Write the next part of the article on TV dramas about cheerleaders and other young female athletes, picking up right after its final sentence.

:: Selected passage ::

Dare Me highlights the stereotype of cheerleading—peppy positivity—against the backdrop of an ominous mystery.Rafy / USA Network

This story contains spoilers through Episode 3 of USA’s Dare Me and through Season 1 of Netflix’s Spinning Out.

“There’s something dangerous about the boredom of teenage girls,” observes one such teenage girl in the opening minutes of the USA drama Dare Me. It’s a grim statement, the type that belongs in a ruminative noir. But Dare Me isn’t about hard-boiled detectives; it’s about high-school cheerleaders.

Films such as Bring It On, But I’m a Cheerleader, and Ice Princess have made room for a spectrum of stories about the ambitions of teen athletes in female-fronted sports. But TV rarely tells such narratives, preferring instead to feature these characters when they’re breaking into male-centric sports. As much attention as cheerleading may appear to get in the small-screen teen genre, being a cheerleader is usually more of a character trait than the crux of the story. The last major network series to focus on athletes in a women-dominated discipline, Freeform’s Make It or Break It, a drama about gymnasts, ended in 2012.

:::
:: The data ::

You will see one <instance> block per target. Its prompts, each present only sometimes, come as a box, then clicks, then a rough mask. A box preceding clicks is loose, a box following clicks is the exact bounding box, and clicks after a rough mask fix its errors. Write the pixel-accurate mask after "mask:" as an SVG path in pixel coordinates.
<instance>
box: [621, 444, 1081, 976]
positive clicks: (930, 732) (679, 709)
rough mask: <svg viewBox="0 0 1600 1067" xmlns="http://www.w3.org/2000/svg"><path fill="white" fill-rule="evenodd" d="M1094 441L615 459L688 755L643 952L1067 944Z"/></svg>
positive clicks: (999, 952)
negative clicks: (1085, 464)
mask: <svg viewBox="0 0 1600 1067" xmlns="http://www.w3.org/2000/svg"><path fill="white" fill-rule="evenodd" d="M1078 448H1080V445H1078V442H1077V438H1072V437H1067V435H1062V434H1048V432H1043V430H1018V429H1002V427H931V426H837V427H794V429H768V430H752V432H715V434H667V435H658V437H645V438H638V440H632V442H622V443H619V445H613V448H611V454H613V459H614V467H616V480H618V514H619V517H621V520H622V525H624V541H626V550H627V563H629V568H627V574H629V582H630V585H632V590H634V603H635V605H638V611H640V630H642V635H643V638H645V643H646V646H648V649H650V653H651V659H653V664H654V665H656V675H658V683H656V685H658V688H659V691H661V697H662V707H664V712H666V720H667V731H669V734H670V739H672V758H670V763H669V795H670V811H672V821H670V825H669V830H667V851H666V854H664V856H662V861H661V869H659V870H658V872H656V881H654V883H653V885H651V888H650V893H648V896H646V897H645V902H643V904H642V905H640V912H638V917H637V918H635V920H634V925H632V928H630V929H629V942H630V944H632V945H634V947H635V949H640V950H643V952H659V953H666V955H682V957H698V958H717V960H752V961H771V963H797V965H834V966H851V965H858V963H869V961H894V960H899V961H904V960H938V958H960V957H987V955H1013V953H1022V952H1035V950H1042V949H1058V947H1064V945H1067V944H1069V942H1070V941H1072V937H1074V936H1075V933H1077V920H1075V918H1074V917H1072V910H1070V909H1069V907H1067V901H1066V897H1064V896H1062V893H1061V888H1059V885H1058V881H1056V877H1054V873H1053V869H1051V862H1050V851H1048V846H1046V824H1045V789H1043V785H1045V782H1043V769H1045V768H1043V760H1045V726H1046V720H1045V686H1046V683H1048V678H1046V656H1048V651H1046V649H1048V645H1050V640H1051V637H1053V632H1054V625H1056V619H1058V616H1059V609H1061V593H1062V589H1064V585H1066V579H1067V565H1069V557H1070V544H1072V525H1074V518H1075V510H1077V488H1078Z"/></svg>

:::

#### Reply to the exercise:
In that context, the debuts of Dare Me and Netflix’s Spinning Out, a drama about figure skating, feel refreshing. Both cheerleading and figure skating, with their emphases on dance, highlight the female body and are integral to their protagonists’ arcs, which explore girlhood and friendships among women. But Dare Me more successfully unearths those complexities.

Based on the novel by Megan Abbott, Dare Me highlights the stereotype of cheerleading—peppy positivity—against the backdrop of an ominous mystery, juxtaposing choreographed routines with the chaos of a violent crime. The pilot opens with a flash-forward: Addy (played by Herizen Guardiola), a cheerleader whose best friend, Beth (Marlo Kelly), captains their squad with brazen bitchiness, slowly drives up to the house of their new coach, the enigmatic Colette (Willa Fitzgerald). There, Addy reads furious texts from Beth on a phone smeared with blood. It’s unclear why Addy’s snooping around at night, and whose blood has been spilled, but the series has established clear divisions among these characters so far: Colette favors the mild-mannered Addy over the It Girl Beth, to the point that she hires Addy as her babysitter and demotes Beth’s captain status. As a result, the bulk of the drama comes with a sense of dread permeating every scene, especially the ones between Addy and Beth.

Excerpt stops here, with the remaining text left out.